- **Exercise instructions**
The line containing "Target: adult wild boar" marks the end; write out exactly every line from the start of the data up to and including it, without the pictures.

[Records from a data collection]
=== Section Start ===
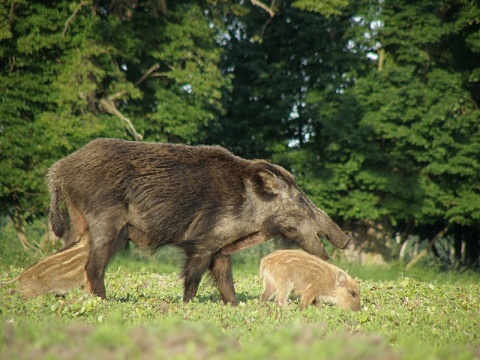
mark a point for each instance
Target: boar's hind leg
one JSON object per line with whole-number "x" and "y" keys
{"x": 221, "y": 271}
{"x": 195, "y": 266}
{"x": 269, "y": 290}
{"x": 105, "y": 237}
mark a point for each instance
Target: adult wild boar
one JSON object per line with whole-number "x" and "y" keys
{"x": 202, "y": 199}
{"x": 314, "y": 280}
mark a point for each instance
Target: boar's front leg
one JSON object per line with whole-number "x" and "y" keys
{"x": 105, "y": 237}
{"x": 195, "y": 267}
{"x": 221, "y": 271}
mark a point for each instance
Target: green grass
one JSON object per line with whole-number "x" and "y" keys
{"x": 427, "y": 312}
{"x": 421, "y": 314}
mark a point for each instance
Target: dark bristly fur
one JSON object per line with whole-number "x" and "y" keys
{"x": 316, "y": 281}
{"x": 202, "y": 199}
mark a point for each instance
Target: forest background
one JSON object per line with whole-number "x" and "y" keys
{"x": 372, "y": 105}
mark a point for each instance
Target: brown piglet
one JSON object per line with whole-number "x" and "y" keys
{"x": 316, "y": 281}
{"x": 56, "y": 273}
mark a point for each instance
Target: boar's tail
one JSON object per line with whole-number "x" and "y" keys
{"x": 57, "y": 217}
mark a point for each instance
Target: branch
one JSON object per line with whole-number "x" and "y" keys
{"x": 261, "y": 5}
{"x": 71, "y": 18}
{"x": 109, "y": 106}
{"x": 149, "y": 71}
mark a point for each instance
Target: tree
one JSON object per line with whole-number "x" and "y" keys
{"x": 73, "y": 71}
{"x": 406, "y": 156}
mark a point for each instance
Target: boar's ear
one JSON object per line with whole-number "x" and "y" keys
{"x": 265, "y": 182}
{"x": 341, "y": 278}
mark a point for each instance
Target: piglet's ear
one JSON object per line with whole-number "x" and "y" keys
{"x": 264, "y": 181}
{"x": 341, "y": 278}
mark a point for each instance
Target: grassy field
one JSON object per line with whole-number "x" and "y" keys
{"x": 425, "y": 313}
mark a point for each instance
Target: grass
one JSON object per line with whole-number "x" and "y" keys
{"x": 425, "y": 313}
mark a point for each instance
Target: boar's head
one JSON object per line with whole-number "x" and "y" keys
{"x": 289, "y": 213}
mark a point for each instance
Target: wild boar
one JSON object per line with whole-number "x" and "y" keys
{"x": 314, "y": 280}
{"x": 57, "y": 273}
{"x": 202, "y": 199}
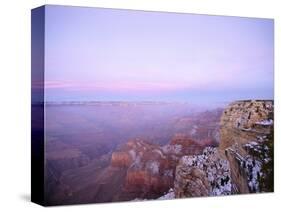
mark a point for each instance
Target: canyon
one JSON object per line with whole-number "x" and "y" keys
{"x": 212, "y": 153}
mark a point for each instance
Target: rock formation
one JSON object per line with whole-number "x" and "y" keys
{"x": 243, "y": 163}
{"x": 150, "y": 168}
{"x": 247, "y": 140}
{"x": 202, "y": 175}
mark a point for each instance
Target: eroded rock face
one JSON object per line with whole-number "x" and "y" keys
{"x": 202, "y": 175}
{"x": 247, "y": 142}
{"x": 151, "y": 168}
{"x": 243, "y": 121}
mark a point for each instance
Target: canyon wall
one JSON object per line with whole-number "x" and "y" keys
{"x": 243, "y": 162}
{"x": 247, "y": 141}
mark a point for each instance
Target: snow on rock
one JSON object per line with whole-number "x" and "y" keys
{"x": 203, "y": 175}
{"x": 265, "y": 122}
{"x": 169, "y": 195}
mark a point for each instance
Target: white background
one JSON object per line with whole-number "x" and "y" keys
{"x": 15, "y": 104}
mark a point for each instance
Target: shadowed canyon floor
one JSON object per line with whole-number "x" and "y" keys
{"x": 106, "y": 152}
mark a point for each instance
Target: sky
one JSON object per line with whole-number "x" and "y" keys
{"x": 94, "y": 54}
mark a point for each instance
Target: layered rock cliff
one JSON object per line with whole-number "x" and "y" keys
{"x": 243, "y": 163}
{"x": 247, "y": 141}
{"x": 151, "y": 168}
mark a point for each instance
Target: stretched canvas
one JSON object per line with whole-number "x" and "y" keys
{"x": 138, "y": 105}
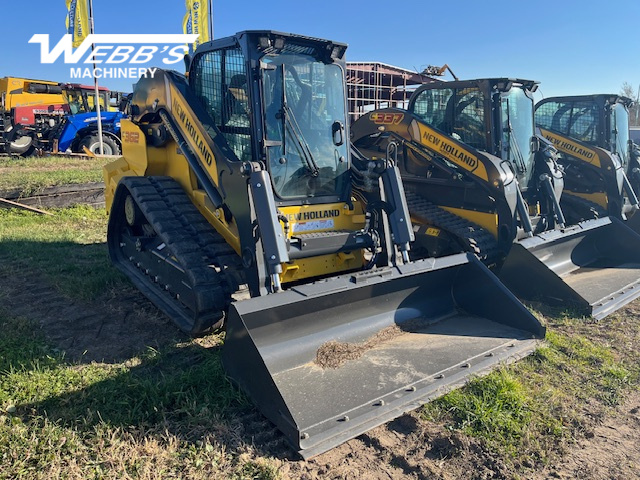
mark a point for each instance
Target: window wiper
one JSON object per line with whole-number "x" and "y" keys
{"x": 518, "y": 159}
{"x": 293, "y": 128}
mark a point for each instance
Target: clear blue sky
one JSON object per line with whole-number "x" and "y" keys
{"x": 571, "y": 47}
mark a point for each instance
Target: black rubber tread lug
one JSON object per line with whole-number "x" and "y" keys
{"x": 211, "y": 272}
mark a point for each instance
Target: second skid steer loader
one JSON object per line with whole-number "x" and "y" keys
{"x": 601, "y": 167}
{"x": 478, "y": 179}
{"x": 241, "y": 174}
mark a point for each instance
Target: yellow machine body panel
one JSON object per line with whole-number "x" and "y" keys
{"x": 569, "y": 147}
{"x": 15, "y": 93}
{"x": 443, "y": 144}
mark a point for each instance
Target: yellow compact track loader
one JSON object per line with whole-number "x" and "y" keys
{"x": 479, "y": 179}
{"x": 240, "y": 175}
{"x": 601, "y": 167}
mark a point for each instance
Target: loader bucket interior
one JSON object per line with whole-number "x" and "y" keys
{"x": 594, "y": 266}
{"x": 328, "y": 361}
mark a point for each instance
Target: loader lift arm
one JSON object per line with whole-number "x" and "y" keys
{"x": 217, "y": 190}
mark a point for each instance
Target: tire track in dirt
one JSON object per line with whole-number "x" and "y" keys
{"x": 117, "y": 326}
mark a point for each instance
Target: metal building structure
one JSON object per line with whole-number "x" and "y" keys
{"x": 374, "y": 85}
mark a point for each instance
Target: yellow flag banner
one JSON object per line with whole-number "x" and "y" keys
{"x": 196, "y": 21}
{"x": 77, "y": 20}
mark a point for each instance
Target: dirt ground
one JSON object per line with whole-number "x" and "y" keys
{"x": 118, "y": 327}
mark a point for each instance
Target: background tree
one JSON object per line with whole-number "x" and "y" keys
{"x": 628, "y": 91}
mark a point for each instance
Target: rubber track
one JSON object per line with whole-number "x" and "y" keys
{"x": 477, "y": 239}
{"x": 193, "y": 241}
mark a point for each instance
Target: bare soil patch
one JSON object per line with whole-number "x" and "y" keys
{"x": 119, "y": 325}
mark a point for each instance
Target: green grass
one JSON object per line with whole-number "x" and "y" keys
{"x": 530, "y": 410}
{"x": 32, "y": 175}
{"x": 173, "y": 414}
{"x": 161, "y": 416}
{"x": 166, "y": 413}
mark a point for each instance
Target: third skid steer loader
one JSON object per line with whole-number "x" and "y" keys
{"x": 601, "y": 167}
{"x": 477, "y": 178}
{"x": 240, "y": 174}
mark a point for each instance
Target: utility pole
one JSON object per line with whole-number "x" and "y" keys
{"x": 95, "y": 81}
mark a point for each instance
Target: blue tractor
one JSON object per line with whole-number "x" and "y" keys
{"x": 78, "y": 132}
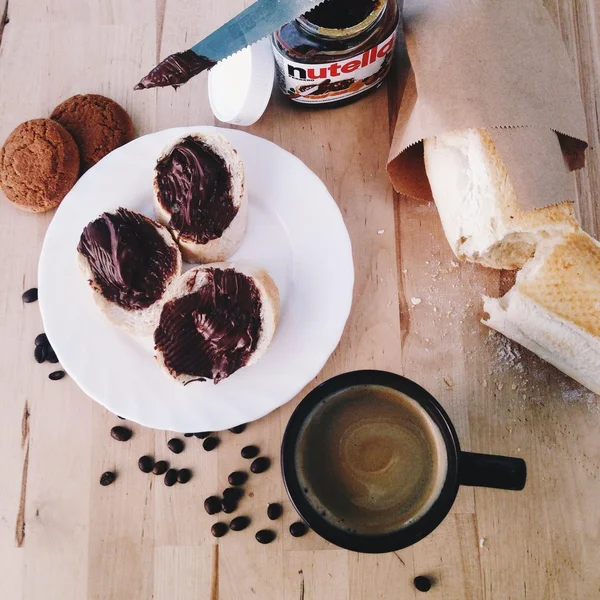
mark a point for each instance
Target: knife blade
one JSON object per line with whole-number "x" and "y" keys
{"x": 256, "y": 22}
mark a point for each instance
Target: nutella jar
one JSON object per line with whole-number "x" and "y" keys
{"x": 336, "y": 51}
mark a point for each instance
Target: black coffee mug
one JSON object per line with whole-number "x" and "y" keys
{"x": 463, "y": 468}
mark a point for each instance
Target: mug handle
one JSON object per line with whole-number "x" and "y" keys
{"x": 488, "y": 470}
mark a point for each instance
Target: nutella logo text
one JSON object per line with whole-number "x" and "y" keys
{"x": 337, "y": 69}
{"x": 309, "y": 83}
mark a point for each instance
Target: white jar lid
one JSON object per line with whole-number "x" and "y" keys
{"x": 240, "y": 87}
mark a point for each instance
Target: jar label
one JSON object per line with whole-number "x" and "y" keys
{"x": 330, "y": 82}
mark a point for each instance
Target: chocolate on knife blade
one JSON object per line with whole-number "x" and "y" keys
{"x": 253, "y": 24}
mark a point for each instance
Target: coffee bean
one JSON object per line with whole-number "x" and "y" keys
{"x": 176, "y": 445}
{"x": 171, "y": 477}
{"x": 146, "y": 464}
{"x": 160, "y": 468}
{"x": 274, "y": 511}
{"x": 239, "y": 428}
{"x": 219, "y": 529}
{"x": 260, "y": 464}
{"x": 298, "y": 529}
{"x": 107, "y": 478}
{"x": 121, "y": 434}
{"x": 422, "y": 583}
{"x": 233, "y": 494}
{"x": 212, "y": 505}
{"x": 228, "y": 506}
{"x": 51, "y": 358}
{"x": 250, "y": 451}
{"x": 41, "y": 339}
{"x": 210, "y": 443}
{"x": 184, "y": 475}
{"x": 265, "y": 536}
{"x": 30, "y": 295}
{"x": 40, "y": 353}
{"x": 239, "y": 523}
{"x": 237, "y": 478}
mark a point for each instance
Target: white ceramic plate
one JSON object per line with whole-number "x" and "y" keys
{"x": 295, "y": 231}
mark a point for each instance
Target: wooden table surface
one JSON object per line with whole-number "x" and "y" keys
{"x": 63, "y": 536}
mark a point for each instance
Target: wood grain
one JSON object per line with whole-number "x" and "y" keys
{"x": 64, "y": 536}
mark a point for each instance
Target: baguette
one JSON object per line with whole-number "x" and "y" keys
{"x": 477, "y": 203}
{"x": 554, "y": 307}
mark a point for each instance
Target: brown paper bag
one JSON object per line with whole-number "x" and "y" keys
{"x": 498, "y": 65}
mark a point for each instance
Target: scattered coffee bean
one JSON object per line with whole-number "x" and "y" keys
{"x": 30, "y": 295}
{"x": 237, "y": 478}
{"x": 265, "y": 536}
{"x": 298, "y": 529}
{"x": 422, "y": 583}
{"x": 41, "y": 339}
{"x": 250, "y": 451}
{"x": 260, "y": 464}
{"x": 233, "y": 493}
{"x": 210, "y": 443}
{"x": 146, "y": 464}
{"x": 212, "y": 505}
{"x": 40, "y": 353}
{"x": 239, "y": 523}
{"x": 171, "y": 477}
{"x": 219, "y": 529}
{"x": 274, "y": 511}
{"x": 160, "y": 468}
{"x": 228, "y": 506}
{"x": 51, "y": 358}
{"x": 176, "y": 445}
{"x": 121, "y": 434}
{"x": 239, "y": 428}
{"x": 184, "y": 475}
{"x": 107, "y": 478}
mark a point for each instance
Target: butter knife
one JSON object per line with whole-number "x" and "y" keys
{"x": 256, "y": 22}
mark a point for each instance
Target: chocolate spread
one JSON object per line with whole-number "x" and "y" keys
{"x": 341, "y": 14}
{"x": 195, "y": 187}
{"x": 130, "y": 260}
{"x": 211, "y": 333}
{"x": 341, "y": 48}
{"x": 176, "y": 70}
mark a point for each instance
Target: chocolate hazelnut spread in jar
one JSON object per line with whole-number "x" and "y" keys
{"x": 338, "y": 50}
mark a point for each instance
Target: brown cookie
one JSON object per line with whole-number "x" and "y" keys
{"x": 98, "y": 125}
{"x": 39, "y": 164}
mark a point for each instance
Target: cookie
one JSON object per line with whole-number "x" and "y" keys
{"x": 39, "y": 164}
{"x": 98, "y": 125}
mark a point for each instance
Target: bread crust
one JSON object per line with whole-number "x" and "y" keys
{"x": 138, "y": 322}
{"x": 479, "y": 208}
{"x": 223, "y": 247}
{"x": 194, "y": 279}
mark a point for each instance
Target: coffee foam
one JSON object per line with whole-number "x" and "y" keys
{"x": 370, "y": 460}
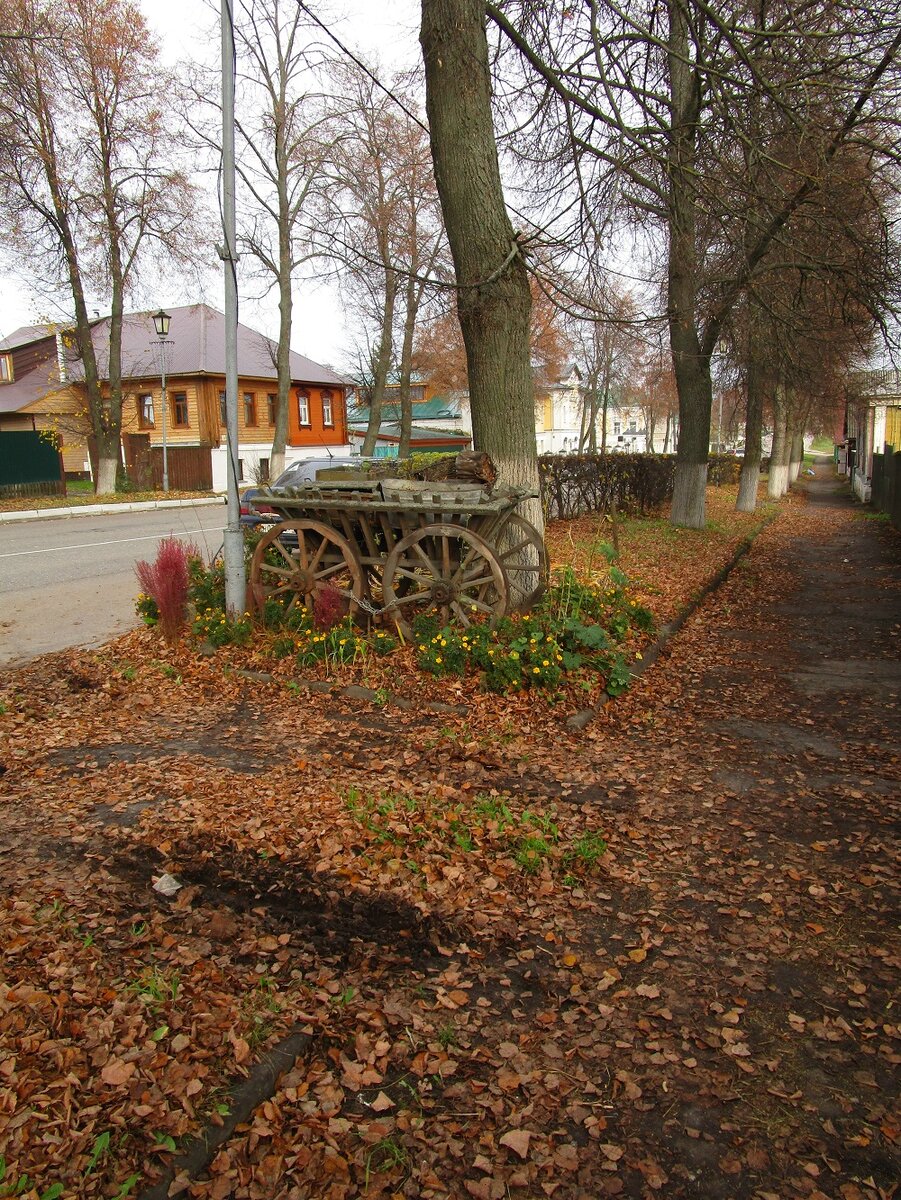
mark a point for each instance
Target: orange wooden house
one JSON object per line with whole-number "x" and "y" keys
{"x": 42, "y": 387}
=== Section End ===
- **Task solution**
mark a point for each instance
Target: boar's hind leg
one JSON object per line with whole-number "x" and "y" keys
{"x": 221, "y": 271}
{"x": 195, "y": 266}
{"x": 269, "y": 290}
{"x": 105, "y": 237}
mark a point for each instance
Target: adult wild boar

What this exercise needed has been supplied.